**** Text ****
Special focus on new indicators on education spending by households and governments

The UIS has issued its most important education data release of the year, with a series of newly developed indicators to inform the Sustainable Development Goals (SDGs) and a wider range of data. From early childhood educational development programmes to tertiary and adult education, the release includes updated data for 2015 and for the 2016 reference year in a small number of countries.

The release includes many of the global and thematic indicators used to monitor SDG 4, which are presented in a series of interactive maps of the eAtlas for Education 2030.  With just a couple of clicks, it is possible to explore indicators, such as completion rates for different education levels, the supply of qualified teachers and government spending on education. 

As part of the UIS commitment to open data, the Institute has increased the amount of data available through its API (application program interface). Data users can now download more than 3,785 indicators and data from 1970 and onwards. The UIS Data Centre also includes regional averages and new indicators on a range of issues, such as pre-primary and early childhood education, gender parity and education spending. 

New data on education spending of households

For the first time, the UIS is releasing SDG indicator 4.5.4, which provides a breakdown of expenditure per student by level of education and source of funding (government and households). In particular, this indicator sheds light on the extent to which households are shouldering the costs of education – including tuition fees, textbooks and other materials – as well as the hidden costs of uniforms, for example.
**** Stored data ****
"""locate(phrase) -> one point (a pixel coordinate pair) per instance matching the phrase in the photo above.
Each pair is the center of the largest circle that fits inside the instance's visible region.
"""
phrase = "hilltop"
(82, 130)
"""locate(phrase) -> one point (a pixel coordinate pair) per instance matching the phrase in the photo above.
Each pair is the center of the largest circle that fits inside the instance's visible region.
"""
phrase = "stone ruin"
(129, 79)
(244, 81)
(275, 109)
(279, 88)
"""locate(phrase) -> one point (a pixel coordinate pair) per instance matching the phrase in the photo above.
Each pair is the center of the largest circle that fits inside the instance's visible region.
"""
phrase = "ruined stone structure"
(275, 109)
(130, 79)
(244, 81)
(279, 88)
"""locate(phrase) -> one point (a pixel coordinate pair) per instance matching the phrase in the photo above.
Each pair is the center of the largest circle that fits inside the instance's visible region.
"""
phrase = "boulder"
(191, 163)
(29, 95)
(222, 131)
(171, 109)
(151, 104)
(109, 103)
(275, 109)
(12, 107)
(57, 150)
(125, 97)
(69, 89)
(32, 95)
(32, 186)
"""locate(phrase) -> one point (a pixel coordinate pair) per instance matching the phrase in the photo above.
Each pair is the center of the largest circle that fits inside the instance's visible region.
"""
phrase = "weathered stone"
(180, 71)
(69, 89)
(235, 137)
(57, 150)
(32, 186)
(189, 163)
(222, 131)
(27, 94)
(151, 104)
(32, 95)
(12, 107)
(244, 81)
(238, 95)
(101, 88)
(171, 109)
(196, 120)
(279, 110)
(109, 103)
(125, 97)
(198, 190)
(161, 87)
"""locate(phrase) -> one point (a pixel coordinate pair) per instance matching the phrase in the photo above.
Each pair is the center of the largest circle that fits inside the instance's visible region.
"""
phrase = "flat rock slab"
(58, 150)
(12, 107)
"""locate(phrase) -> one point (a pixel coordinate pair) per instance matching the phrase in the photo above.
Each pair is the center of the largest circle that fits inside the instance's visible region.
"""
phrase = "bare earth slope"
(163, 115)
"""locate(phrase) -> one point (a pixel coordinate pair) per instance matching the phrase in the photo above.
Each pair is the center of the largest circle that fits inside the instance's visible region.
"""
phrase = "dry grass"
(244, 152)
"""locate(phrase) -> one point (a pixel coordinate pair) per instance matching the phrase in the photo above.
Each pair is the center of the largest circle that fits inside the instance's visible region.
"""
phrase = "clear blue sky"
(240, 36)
****
## Challenges
1. According to the text on the UIS education data release, how many indicators can data users now download through the API?
2. Continue the text on the UIS education data release from its last sentence.
The records were drawn from a separate source and are unrelated to the text.

## Written responses
1. More than 3,785 indicators.

2.
There is concern that these costs prevent the poorest children and youth from going to school despite the SDG 4 promise to provide 12 years of free education. The new UIS data show that out-of-pocket expenses for families remain high even at the primary level in many countries. In Ghana, households spend annually about $87 per child in primary education, while this figure increases to $151 in Côte d’Ivoire and to $680 in El Salvador.[1]

UIS data also show that household expenses often increase sharply when students reach secondary education. Household spending per student reaches $228 a year in Ghana and $637 in Côte d’Ivoire—in the latter, this is more than four times the cost of primary education. In Benin, households are actually spending more per secondary student ($402) than the government ($259).

Households in developing countries spend more on their children’s education than in developed countries

Households in many developing countries are spending a far greater proportion of their GDP per capita on education than those in developed countries. While this demonstrates their deep commitment to the education of their children, it also raises concerns about the prospects of achieving the global education goal in cases where households are shouldering a high share of the costs. For example, household expenses on secondary education amount to 20-25% of average GDP per person in Benin, Chad, Côte d’Ivoire, Guinea, and Niger, and more than 30% in Togo. By contrast, in almost all rich countries this share does not exceed 5%.

To produce these new indicators, the UIS complemented data on household spending as submitted by countries through the UIS annual education survey with data from household surveys processed by IIEP-Pôle de Dakar in the context of Education Country Status Reports (CSR/RESEN) for 14 sub-Saharan African countries. A few additional surveys available from the World Bank Microdata Catalogue were also processed directly by the UIS, with more to come in the next data release in December.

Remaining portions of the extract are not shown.